[Provided text]

Amazingly, he became an excellent horseman and marksman, and loved to read. But one of his great joys was spending time with the African slaves in his community, and learning to sing and dance. With the brilliance that few people possessed, Robert passed the bar exam at the age of 19, and became an exceptional attorney. Once he arrived in Texas, Robert established a law practice, and even founded a newspaper. Robert became one of the leading advocates for Texas to revolt against Mexico. Not letting his disability hinder him, Robert fought in the Battle of Gonzales and the Battle of San Jacinto. For his heroic efforts, Robert was awarded 640 acres of land a few miles East of Lake Somerville. Soon, Robert married Mary Jane Edwards, daughter of Gustavus E. Edwards, a member of the Old Three Hundred.

Because people trusted him, Robert became a Judge, and served in the Texas Congress and other elective offices. Robert became a leading campaigner for Texas to be annexed into the United States. He was so passionate about this cause, that he even named one of his seven newborn children Annexus! Robert died in Wharton on December 22, 1859. But he left behind for us to enjoy some incredible stories and an amazing legacy of wit and wisdom.

Three-legged Willie had a rough lifestyle, similar to the other frontiersmen of his time. But God had made an impact upon him since his youth. Some say that the Christian slaves he grew up with, helped him to reverence God and understand Scripture. As an example, when his court session finished for the day, Three-legged Willie would often invite everyone to dance with him. He would take off his wooden leg, pick up a banjo, and begin to sing the old Spirituals. He also was known for pattin’ juba, an African-American percussion style of rhythmic thigh-patting, hand-clapping, and foot stomping that was widespread among slave populations.

When Judge Williamson conducted court proceedings, he always ran it with precision, seriousness, and respect. One day he was holding court under a big tree, when a thug pulled a Bowie knife on the dignified judge and said that “this is the law around here.” Without hesitation, Judge Williamson pulled out a large pistol from his coat. Three-legged Willy pointed it at the complainant and said, “This was the United States Constitution and it overrules your law!”

[/Provided text]

* **Try it**: Continue the account of Judge Robert "Three-legged Willie" Williamson from the point where it stops.

[Raw data]

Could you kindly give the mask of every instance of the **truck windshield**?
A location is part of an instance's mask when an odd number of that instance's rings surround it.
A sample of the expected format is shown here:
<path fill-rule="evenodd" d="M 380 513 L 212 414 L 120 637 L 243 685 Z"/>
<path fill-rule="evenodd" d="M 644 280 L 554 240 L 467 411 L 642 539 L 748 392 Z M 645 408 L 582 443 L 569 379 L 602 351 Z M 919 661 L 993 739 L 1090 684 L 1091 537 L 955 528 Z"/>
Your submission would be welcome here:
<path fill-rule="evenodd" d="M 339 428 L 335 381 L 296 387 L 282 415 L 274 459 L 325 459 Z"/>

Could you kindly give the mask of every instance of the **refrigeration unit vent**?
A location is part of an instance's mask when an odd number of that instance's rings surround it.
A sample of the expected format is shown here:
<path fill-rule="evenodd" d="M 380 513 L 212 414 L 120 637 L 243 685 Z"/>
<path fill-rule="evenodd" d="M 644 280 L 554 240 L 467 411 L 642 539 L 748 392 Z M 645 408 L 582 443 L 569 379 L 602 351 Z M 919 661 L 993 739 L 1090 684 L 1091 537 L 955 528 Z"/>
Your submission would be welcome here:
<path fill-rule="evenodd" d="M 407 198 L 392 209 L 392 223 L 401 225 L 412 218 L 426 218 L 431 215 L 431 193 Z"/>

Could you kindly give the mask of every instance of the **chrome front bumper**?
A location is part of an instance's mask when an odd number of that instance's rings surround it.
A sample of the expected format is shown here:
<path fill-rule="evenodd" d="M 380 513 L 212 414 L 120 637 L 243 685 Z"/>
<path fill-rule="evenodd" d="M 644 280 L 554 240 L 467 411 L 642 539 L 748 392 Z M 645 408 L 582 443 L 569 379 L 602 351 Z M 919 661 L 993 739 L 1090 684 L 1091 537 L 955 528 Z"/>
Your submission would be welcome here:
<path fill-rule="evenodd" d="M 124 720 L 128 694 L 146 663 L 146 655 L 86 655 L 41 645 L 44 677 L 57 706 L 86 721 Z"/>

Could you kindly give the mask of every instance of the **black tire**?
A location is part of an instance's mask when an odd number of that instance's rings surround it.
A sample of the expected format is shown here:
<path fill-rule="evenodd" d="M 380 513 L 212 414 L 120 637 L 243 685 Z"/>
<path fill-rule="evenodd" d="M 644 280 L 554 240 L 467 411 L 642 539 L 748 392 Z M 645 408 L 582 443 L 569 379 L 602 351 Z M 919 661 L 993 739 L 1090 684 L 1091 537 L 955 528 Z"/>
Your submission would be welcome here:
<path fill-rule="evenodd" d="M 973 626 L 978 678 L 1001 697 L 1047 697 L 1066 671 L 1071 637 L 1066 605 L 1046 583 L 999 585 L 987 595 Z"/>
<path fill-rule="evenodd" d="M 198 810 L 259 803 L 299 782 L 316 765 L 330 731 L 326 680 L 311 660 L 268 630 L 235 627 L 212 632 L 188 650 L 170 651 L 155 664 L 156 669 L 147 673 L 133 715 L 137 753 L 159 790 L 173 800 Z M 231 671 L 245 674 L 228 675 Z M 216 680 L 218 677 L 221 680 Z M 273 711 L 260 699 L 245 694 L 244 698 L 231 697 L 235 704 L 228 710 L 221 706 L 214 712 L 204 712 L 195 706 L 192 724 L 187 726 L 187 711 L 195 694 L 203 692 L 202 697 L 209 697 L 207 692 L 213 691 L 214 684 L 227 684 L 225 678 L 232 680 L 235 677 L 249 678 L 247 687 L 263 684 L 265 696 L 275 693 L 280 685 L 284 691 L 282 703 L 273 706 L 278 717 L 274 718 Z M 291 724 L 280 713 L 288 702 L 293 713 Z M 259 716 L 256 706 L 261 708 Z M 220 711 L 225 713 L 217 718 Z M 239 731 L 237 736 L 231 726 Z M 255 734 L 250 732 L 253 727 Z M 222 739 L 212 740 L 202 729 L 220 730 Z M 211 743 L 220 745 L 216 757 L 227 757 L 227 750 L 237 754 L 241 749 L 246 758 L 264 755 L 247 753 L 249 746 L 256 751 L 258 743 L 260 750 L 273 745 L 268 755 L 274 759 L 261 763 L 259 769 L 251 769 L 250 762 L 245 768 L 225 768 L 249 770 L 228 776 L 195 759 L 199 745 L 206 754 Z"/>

[/Raw data]

* **Task answer**:
In 1848, a large group of people in what is now Georgetown, requested that the Texas Legislature form a new county. Lawmakers in Austin chose to honor their true friend and patriot by naming the new county Williamson County. In their decision recorded by historian Noah Smithwick, they said, “to Judge Williamson nature had indeed been lavish of her mental gifts, but as if repenting of her prodigality in that line, she later afflicted him with a grievous physical burden; his right leg being drawn up at a right angle at the knee, necessitating the substitution of a wooden leg, which circumstances gave rise to the name by which he was familiarly known, ‘Three-Legged-Willie.’ He could leave a court room over which he had just presided with all the grace and dignity of a lord chief justice, and within an hour be patting Juba for some nibble footed scapegrace to dance."

One last story, about a truly amazing man. Robert loved to attend worship in outdoor church camp-meetings. On one occasion during a severe drought, he was called upon to lead in prayer for a break in the weather. It is said that he prayed with these words: “Lord, we have met today to pray for rain. Lord thou knowest how much we need rain for man and beast. We need copious rains, real copious rains: root-soakers, gully-washers. Lord we ask thee not to send us little sun-showers that will make our corn produce nubbins that all hell couldn’t shuck.” Apparently this prayer produced hearty amen’s from the shocked congregation.

Have you heard the old saying, “It takes all kinds to make the world go around?” If God could use a burning bush (Exodus 3), or a stick (Numbers 17), or a donkey (Numbers 22), or a floating ax-head (2 Kings 6), or wet dirt (John 9) to bring about His purposes, Three-legged Willie was a prime candidate, too. That means that you and I can be used by God for great things!

2 Corinthians 12:9 NIV - "My grace is sufficient for you, for my power is made perfect in weakness." Therefore, I will boast all the more gladly about my weaknesses, so that Christ's power may rest on me.”